*Records shown:*
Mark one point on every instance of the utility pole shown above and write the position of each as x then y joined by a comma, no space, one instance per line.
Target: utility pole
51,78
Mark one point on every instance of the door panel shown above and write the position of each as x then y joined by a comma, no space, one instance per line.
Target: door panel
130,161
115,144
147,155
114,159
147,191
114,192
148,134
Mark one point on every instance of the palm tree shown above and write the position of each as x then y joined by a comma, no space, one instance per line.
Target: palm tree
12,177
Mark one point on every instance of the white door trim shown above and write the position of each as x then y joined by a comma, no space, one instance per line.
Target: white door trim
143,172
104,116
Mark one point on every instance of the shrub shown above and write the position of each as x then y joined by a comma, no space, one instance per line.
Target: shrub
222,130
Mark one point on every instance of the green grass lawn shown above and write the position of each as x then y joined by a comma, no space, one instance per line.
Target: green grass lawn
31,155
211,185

*What is asked:*
Present every line of the items above as a Markdown table with two columns, Number and Line, putting each line's sequence number in Number and its text in Line. Omit any blank lines.

*Output of the exercise:*
| Number | Line |
|---|---|
| 1 | Mark one point on every instance of the utility pole shown above and write the position of each as x then y joined by a comma, no space, one instance per line. |
| 2 | Target: utility pole |
| 3 | 51,78 |
| 4 | Mark one point on every instance of the door panel shown above and write the position of each as x then y joined by a comma, no space, one instance per line. |
| 5 | Target: door panel |
| 6 | 130,161 |
| 7 | 115,144 |
| 8 | 147,155 |
| 9 | 114,159 |
| 10 | 147,191 |
| 11 | 114,192 |
| 12 | 148,134 |
| 13 | Mark one point on every instance of the palm tree shown above and write the position of each as x then y joined by a comma, no space, one instance per line. |
| 14 | Target: palm tree |
| 15 | 12,177 |
| 16 | Mark one point on every instance of the white door trim shown above and write the position of each as x then y joined by a comma, no space, one instance per line. |
| 17 | Target: white door trim |
| 18 | 143,172 |
| 19 | 104,116 |
| 20 | Mark one point on every instance of the shrub shown above and write the position of each as x then y joined by a comma, no space, one instance per line. |
| 21 | Target: shrub |
| 22 | 222,130 |
| 23 | Mark one point on every instance of the green grass lawn shown above and write the position of each as x then y joined by a comma, no space, one instance per line. |
| 24 | Target: green grass lawn |
| 25 | 31,155 |
| 26 | 211,185 |